## TRAVAIL DEMANDÉ
1: Relevez toutes les dates mentionnées dans la réponse au président de la LICRA.
2: Poursuivez la réponse au président de la LICRA à partir de sa dernière phrase.

## EXTRAIT DU TEXTE
***

C’est parce que j’ai pu m’exprimer longuement et posément devant les juges que je ne souhaitais pas prendre part personnellement au débat public suscité par les poursuites judiciaires dont j’ai fait l’objet devant la 17è chambre correctionnelle de Paris le 25 janvier dernier. Mais les deux lettres ouvertes du président de la LICRA (la seconde publiée par le site Causeur) m’y oblige car il y affirme plusieurs contre-vérités.

La Licra… avec le CCIF!

M. Jakubowicz, si vous avez formellement raison, et si je dois en effet ce procès à l’initiative du parquet, l’honnêteté eut été d’ajouter que  ce dernier n’a engagé les poursuites qu’à la suite de la « dénonciation » (c’est le terme juridique en usage) opérée par le CCIF en mars 2016,  cinq mois après les faits. Ignorer le rôle central du CCIF dans ce procès ne peut en rien exonérer de sa responsabilité la LICRA qui a validé sur le fonds la dénonciation du CCIF en se constituant partie civile à ses côtés.

Vous reprenez dans vos deux lettres mes propos tenus à France Culture le 10 octobre 2015. Mais vous en donnez une interprétation si caricaturale qu’elle m’oblige à vous répondre en dépit de ma lassitude.

***

## DONNÉES FOURNIES
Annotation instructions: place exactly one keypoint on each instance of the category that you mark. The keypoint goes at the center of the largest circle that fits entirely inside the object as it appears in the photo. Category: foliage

***

## RÉSULTATS DE L'EXERCICE
1:
- le 25 janvier
- mars 2016
- le 10 octobre 2015

2:
Comme vous le rappelez,  j’ai pu échanger un an avant le procès avec des membres de la Licra dans le but de clarifier les propos « généralisant » qui m’étaient reprochés. Je leur ai expliqué le contexte dans lequel je les avais formulés et comment ils furent décontextualisés pour m’accuser d’essentialiser de façon raciste en parlant des « familles arabes ». A la demande d’Antoine Spire, membre de votre bureau exécutif, je me suis rendu en effet au siège de la Licra à Paris le 22 janvier 2016. Et j’y ai expliqué le sens de mes paroles sur France Culture. La discussion, en présence  de Boualem Sansal invité comme moi, fut vive et animée, mais toujours courtoise, voire marquée in fine par un climat amical dont peuvent témoigner tous les présents. D’un commun accord, tacite évidemment, avions-nous alors estimé, les uns et les autres, que le différend était aplani.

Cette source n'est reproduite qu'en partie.